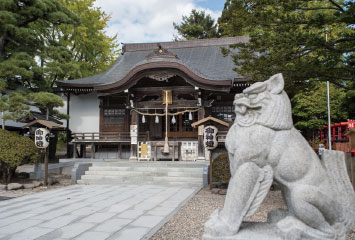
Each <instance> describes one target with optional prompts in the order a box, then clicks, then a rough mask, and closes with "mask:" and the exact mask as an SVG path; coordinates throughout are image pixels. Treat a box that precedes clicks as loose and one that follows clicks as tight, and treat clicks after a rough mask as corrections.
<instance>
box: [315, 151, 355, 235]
mask: <svg viewBox="0 0 355 240" xmlns="http://www.w3.org/2000/svg"><path fill="white" fill-rule="evenodd" d="M321 162H322V165H323V167H324V168H325V170H326V173H327V174H328V177H329V180H330V182H331V185H332V188H333V189H334V190H336V191H337V197H338V201H339V202H340V203H341V205H342V207H343V209H342V212H343V218H344V227H345V228H346V231H347V232H349V231H351V230H353V229H355V193H354V189H353V186H352V184H351V182H350V179H349V176H348V173H347V170H346V165H345V155H344V152H340V151H330V150H324V152H323V153H322V161H321Z"/></svg>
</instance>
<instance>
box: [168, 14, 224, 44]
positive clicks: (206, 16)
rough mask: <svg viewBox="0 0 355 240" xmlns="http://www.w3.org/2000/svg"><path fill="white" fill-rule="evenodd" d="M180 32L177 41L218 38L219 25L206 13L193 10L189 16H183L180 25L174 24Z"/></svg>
mask: <svg viewBox="0 0 355 240" xmlns="http://www.w3.org/2000/svg"><path fill="white" fill-rule="evenodd" d="M173 25H174V28H175V29H176V30H177V32H178V36H176V37H175V40H193V39H206V38H217V37H219V34H218V32H217V24H216V23H215V21H214V20H213V18H212V17H211V15H209V14H206V12H205V11H197V10H195V9H193V10H192V11H191V14H190V15H189V16H182V22H181V23H180V24H177V23H173Z"/></svg>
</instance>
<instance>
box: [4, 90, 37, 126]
mask: <svg viewBox="0 0 355 240" xmlns="http://www.w3.org/2000/svg"><path fill="white" fill-rule="evenodd" d="M27 100H28V99H27V93H26V92H25V91H23V90H18V91H14V92H12V93H10V94H9V95H3V96H1V97H0V112H1V114H2V122H1V125H2V129H5V125H6V124H5V123H6V121H7V120H13V121H18V120H21V119H23V118H25V117H26V116H27V115H28V113H29V110H30V107H29V105H28V104H27Z"/></svg>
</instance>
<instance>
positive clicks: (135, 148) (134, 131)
mask: <svg viewBox="0 0 355 240" xmlns="http://www.w3.org/2000/svg"><path fill="white" fill-rule="evenodd" d="M138 123H139V115H138V113H137V112H135V111H132V113H131V124H130V125H131V126H130V136H131V156H130V157H129V160H130V161H137V150H138V146H137V144H138V136H139V129H138V125H139V124H138ZM134 128H135V129H136V131H133V129H134Z"/></svg>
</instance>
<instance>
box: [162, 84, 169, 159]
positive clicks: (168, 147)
mask: <svg viewBox="0 0 355 240" xmlns="http://www.w3.org/2000/svg"><path fill="white" fill-rule="evenodd" d="M163 153H169V141H168V91H167V90H165V143H164V149H163Z"/></svg>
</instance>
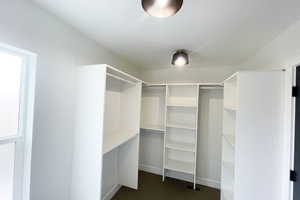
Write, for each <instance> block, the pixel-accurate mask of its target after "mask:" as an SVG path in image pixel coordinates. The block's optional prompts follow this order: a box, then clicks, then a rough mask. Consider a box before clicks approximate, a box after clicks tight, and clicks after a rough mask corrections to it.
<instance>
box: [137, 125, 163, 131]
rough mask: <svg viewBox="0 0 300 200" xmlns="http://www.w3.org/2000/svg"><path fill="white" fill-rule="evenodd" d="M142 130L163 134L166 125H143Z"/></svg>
mask: <svg viewBox="0 0 300 200" xmlns="http://www.w3.org/2000/svg"><path fill="white" fill-rule="evenodd" d="M141 129H146V130H153V131H161V132H164V131H165V127H164V125H153V124H147V125H142V127H141Z"/></svg>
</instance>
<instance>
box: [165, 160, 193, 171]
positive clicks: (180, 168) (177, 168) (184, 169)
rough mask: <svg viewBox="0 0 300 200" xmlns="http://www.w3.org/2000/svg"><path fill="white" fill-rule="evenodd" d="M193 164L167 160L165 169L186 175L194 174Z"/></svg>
mask: <svg viewBox="0 0 300 200" xmlns="http://www.w3.org/2000/svg"><path fill="white" fill-rule="evenodd" d="M194 167H195V164H194V163H192V162H184V161H178V160H170V159H169V160H167V161H166V165H165V169H169V170H173V171H178V172H182V173H186V174H194Z"/></svg>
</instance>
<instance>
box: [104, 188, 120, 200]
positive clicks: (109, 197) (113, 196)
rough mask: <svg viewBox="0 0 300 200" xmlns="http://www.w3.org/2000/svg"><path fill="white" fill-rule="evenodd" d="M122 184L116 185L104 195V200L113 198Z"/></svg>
mask: <svg viewBox="0 0 300 200" xmlns="http://www.w3.org/2000/svg"><path fill="white" fill-rule="evenodd" d="M121 187H122V186H121V185H114V186H113V187H112V188H111V189H110V190H109V191H108V192H107V193H106V194H105V195H104V196H103V200H111V199H112V198H113V197H114V196H115V194H116V193H117V192H118V191H119V189H121Z"/></svg>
== == ==
* _DESCRIPTION OF THE TASK_
Pull out every line above word for word, leaving out the pictures.

* _WRITTEN RESPONSE_
Each <instance> describes one target with optional prompts in the order a box, then clicks, then a rough mask, and closes with "mask:" and the exact mask as an SVG path; coordinates throughout are image pixels. Treat a box that precedes clicks as loose and one that follows clicks as tight, and treat clicks after a rough mask as corrections.
<instance>
box: [315, 151, 355, 235]
mask: <svg viewBox="0 0 355 240" xmlns="http://www.w3.org/2000/svg"><path fill="white" fill-rule="evenodd" d="M321 162H322V165H323V167H324V168H325V170H326V173H327V174H328V177H329V180H330V182H331V185H332V188H333V189H334V190H336V191H337V197H338V201H339V202H340V203H341V205H342V207H343V209H342V212H343V218H344V227H345V228H346V231H347V232H349V231H351V230H353V229H355V193H354V189H353V186H352V184H351V182H350V179H349V176H348V173H347V170H346V165H345V155H344V152H340V151H330V150H324V152H323V153H322V161H321Z"/></svg>
</instance>
<instance>
box: [168, 14, 224, 44]
positive clicks: (206, 16)
rough mask: <svg viewBox="0 0 355 240" xmlns="http://www.w3.org/2000/svg"><path fill="white" fill-rule="evenodd" d="M180 32L177 41L218 38L219 25L206 13L193 10L189 16H183L180 25L174 24Z"/></svg>
mask: <svg viewBox="0 0 355 240" xmlns="http://www.w3.org/2000/svg"><path fill="white" fill-rule="evenodd" d="M173 25H174V28H175V29H176V30H177V32H178V36H176V37H175V40H193V39H206V38H217V37H219V34H218V32H217V24H216V23H215V21H214V20H213V18H212V17H211V15H209V14H206V12H205V11H197V10H195V9H193V10H192V11H191V14H190V15H189V16H182V22H181V23H180V24H177V23H173Z"/></svg>
</instance>
<instance>
box: [4, 90, 37, 126]
mask: <svg viewBox="0 0 355 240" xmlns="http://www.w3.org/2000/svg"><path fill="white" fill-rule="evenodd" d="M27 100H28V99H27V93H26V92H25V91H23V90H18V91H14V92H12V93H10V94H9V95H3V96H1V97H0V112H1V114H2V122H1V125H2V129H5V125H6V124H5V123H6V121H7V120H13V121H18V120H21V119H23V118H25V117H26V116H27V115H28V113H29V110H30V107H29V105H28V104H27Z"/></svg>
</instance>
<instance>
positive clicks: (135, 148) (134, 131)
mask: <svg viewBox="0 0 355 240" xmlns="http://www.w3.org/2000/svg"><path fill="white" fill-rule="evenodd" d="M138 123H139V115H138V113H137V112H135V111H132V113H131V124H130V125H131V126H130V136H131V156H130V157H129V160H130V161H137V150H138V146H137V144H138V136H139V129H138V125H139V124H138ZM134 128H135V129H136V131H133V129H134Z"/></svg>
</instance>
<instance>
box: [162, 84, 169, 159]
positive clicks: (168, 147)
mask: <svg viewBox="0 0 355 240" xmlns="http://www.w3.org/2000/svg"><path fill="white" fill-rule="evenodd" d="M163 153H169V141H168V91H167V90H165V143H164V149H163Z"/></svg>
</instance>
Write, for each <instance> block, the pixel-accurate mask of its target after "mask:" as an SVG path in image pixel coordinates. The block's optional prompts follow this order: a box, then clicks, then a rough mask. Consider a box before clicks approximate, a box after clicks tight, and clicks after a rough mask corrections to it.
<instance>
box: [137, 125, 163, 131]
rough mask: <svg viewBox="0 0 300 200" xmlns="http://www.w3.org/2000/svg"><path fill="white" fill-rule="evenodd" d="M142 130L163 134L166 125H143Z"/></svg>
mask: <svg viewBox="0 0 300 200" xmlns="http://www.w3.org/2000/svg"><path fill="white" fill-rule="evenodd" d="M141 129H146V130H153V131H161V132H164V131H165V127H164V125H153V124H147V125H142V127H141Z"/></svg>
</instance>
<instance>
box: [165, 160, 193, 171]
positive clicks: (180, 168) (177, 168) (184, 169)
rough mask: <svg viewBox="0 0 300 200" xmlns="http://www.w3.org/2000/svg"><path fill="white" fill-rule="evenodd" d="M193 164L167 160L165 169L186 175L194 174Z"/></svg>
mask: <svg viewBox="0 0 300 200" xmlns="http://www.w3.org/2000/svg"><path fill="white" fill-rule="evenodd" d="M194 167H195V164H194V163H192V162H184V161H178V160H170V159H169V160H167V161H166V165H165V169H169V170H173V171H178V172H182V173H186V174H194Z"/></svg>
</instance>
<instance>
box: [104, 188, 120, 200]
positive clicks: (109, 197) (113, 196)
rough mask: <svg viewBox="0 0 300 200" xmlns="http://www.w3.org/2000/svg"><path fill="white" fill-rule="evenodd" d="M122 184L116 185L104 195V200L113 198Z"/></svg>
mask: <svg viewBox="0 0 300 200" xmlns="http://www.w3.org/2000/svg"><path fill="white" fill-rule="evenodd" d="M121 187H122V186H121V185H114V186H113V187H112V188H111V189H110V190H109V191H108V192H107V193H106V194H105V195H104V196H103V200H111V199H112V198H113V197H114V196H115V194H116V193H117V192H118V191H119V189H121Z"/></svg>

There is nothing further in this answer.